Given problem - Count the lines in the records below that contain the string "Target", and reply with that number alone.
======== Information shown ========
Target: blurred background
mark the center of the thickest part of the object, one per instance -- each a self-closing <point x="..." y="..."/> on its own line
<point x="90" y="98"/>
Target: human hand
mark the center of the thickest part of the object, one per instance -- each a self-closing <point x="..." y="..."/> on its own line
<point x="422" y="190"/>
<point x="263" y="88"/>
========
======== Information shown ========
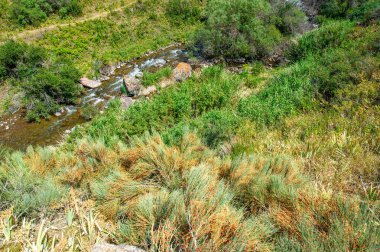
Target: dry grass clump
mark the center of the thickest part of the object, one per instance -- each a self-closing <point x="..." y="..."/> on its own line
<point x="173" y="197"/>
========
Answer to this problem - 3